Reproduce the material below word for word, from its first line through its last, leaving out the pictures.

DATA FOR PROCESSING:
[Start]

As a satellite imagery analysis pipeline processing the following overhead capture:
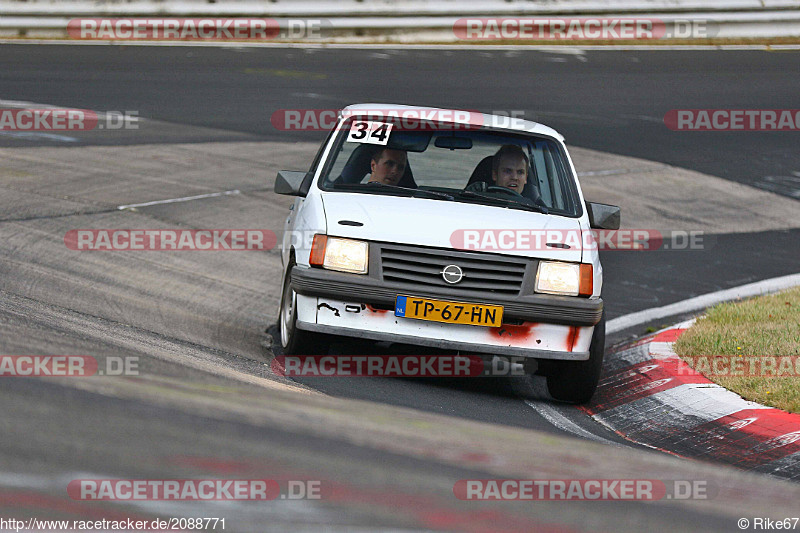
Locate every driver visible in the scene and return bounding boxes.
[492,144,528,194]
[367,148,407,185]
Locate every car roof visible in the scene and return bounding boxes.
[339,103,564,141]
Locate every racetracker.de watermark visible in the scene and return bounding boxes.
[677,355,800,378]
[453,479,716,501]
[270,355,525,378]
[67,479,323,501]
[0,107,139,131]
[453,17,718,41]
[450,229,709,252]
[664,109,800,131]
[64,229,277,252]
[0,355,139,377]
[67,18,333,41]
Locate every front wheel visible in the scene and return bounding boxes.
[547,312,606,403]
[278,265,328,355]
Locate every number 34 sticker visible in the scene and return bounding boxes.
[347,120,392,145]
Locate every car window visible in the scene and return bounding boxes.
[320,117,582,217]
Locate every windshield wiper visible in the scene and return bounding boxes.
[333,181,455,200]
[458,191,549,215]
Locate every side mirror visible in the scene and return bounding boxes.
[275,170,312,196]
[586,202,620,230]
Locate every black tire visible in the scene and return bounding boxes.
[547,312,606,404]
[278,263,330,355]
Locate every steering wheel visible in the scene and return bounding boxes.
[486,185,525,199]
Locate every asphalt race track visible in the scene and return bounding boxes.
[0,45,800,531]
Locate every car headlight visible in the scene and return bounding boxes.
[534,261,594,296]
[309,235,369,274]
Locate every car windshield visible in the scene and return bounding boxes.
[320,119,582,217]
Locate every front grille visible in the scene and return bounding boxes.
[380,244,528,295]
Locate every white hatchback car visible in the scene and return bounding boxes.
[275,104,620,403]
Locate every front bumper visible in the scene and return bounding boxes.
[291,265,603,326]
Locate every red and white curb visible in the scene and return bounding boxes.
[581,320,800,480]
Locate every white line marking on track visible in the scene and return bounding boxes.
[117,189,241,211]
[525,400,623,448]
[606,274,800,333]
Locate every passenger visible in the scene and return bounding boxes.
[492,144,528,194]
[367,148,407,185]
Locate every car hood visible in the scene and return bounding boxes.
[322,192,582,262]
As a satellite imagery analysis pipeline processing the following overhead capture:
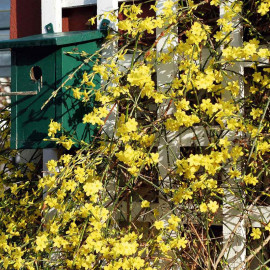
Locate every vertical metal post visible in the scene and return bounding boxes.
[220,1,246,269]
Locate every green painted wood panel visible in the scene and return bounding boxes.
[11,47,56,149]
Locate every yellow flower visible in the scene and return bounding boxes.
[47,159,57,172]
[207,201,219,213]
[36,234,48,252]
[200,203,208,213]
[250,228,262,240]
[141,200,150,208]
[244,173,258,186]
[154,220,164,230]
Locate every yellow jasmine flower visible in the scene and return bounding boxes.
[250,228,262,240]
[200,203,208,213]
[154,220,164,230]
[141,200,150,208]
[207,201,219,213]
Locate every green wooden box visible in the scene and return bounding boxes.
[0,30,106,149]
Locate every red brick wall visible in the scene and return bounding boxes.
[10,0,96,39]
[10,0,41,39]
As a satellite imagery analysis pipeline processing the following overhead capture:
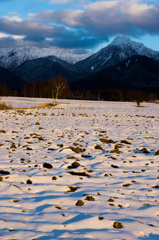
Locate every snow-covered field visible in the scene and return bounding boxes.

[End]

TASK OUTPUT:
As a satellite imagery analysis pipeline processing the following overhead capture:
Locate every driver visible in the scene and return bounding boxes.
[492,144,528,194]
[367,148,407,185]
Locate every car roof visible in the scene and return bounding boxes.
[339,103,564,141]
Locate every racetracker.de watermark visible in the scene and return bounding boxes.
[677,355,800,378]
[453,479,716,501]
[270,355,525,378]
[67,479,323,501]
[0,107,139,131]
[453,17,718,41]
[450,229,709,252]
[664,109,800,131]
[64,229,277,252]
[0,355,139,377]
[67,18,333,41]
Locate every front wheel visible in the scene and return bounding boxes.
[547,312,606,403]
[278,265,328,355]
Locate every number 34 sticker visible in the scene and return bounding boxes.
[347,120,392,145]
Locate every car window visible in the scene and return bounding boxes.
[320,117,582,217]
Locate every windshield wiper visible in the scene and return bounding boxes.
[333,181,455,200]
[458,191,549,215]
Locate every side mirror visible in the scene and return bounding boxes.
[275,170,312,196]
[586,202,620,230]
Locate every black tire visible in the scene and return bounding boxes.
[547,312,606,404]
[278,263,330,355]
Locate every steering wheel visible in the scene and return bounding boxes.
[486,185,525,199]
Locate every asphalt race track visible in the scene and return bounding boxes.
[0,45,800,531]
Locate every car headlight visible in the scene and return bounding boxes.
[534,261,594,296]
[309,235,369,274]
Locate every car windshield visible in the scene and return bounding boxes.
[320,119,582,217]
Locate every front grille visible in the scene and return bounding boxes.
[380,244,528,295]
Locate every white hatchback car visible in the scene and return bounding boxes.
[275,104,620,403]
Locate every front bumper visible in the scene and return bounding boxes.
[291,265,603,326]
Locate every red and white curb visible in the scene and return bounding boxes.
[581,320,800,480]
Locate every white line marking on track visible in the scene and return bounding boxes.
[117,189,241,211]
[525,400,623,448]
[606,274,800,333]
Locate every passenger visible in the scene and return bounding boxes.
[492,144,528,194]
[367,148,407,185]
Locate every car hood visible in the scene and return bounding boxes.
[322,192,582,262]
As a satellite imagery analysis pipeline processing the following overhead capture:
Locate every vertical metal post visible in the scene and return bounding boxes.
[220,1,246,269]
Locate every green painted wood panel visible in the scene and return bounding boxes.
[11,47,56,149]
Locate every yellow flower visible in the scene and return bounding boxes.
[47,159,57,172]
[207,201,219,213]
[36,234,48,252]
[200,203,208,213]
[250,228,262,240]
[141,200,150,208]
[244,173,258,186]
[154,220,164,230]
Locate every yellow jasmine flower visible in the scene and return bounding boxes.
[250,228,262,240]
[200,203,208,213]
[154,220,164,230]
[141,200,150,208]
[207,201,219,213]
Locate every green wooden box visible in the scene and return bounding boxes.
[0,30,106,149]
Locate every red brick wall visible in the scene and return bounding boxes.
[10,0,96,39]
[10,0,41,39]
As a satellite imagery analysis pipeline processing the following overhead capture:
Locate every snow-covered field visible in the scene and return bounding boxes.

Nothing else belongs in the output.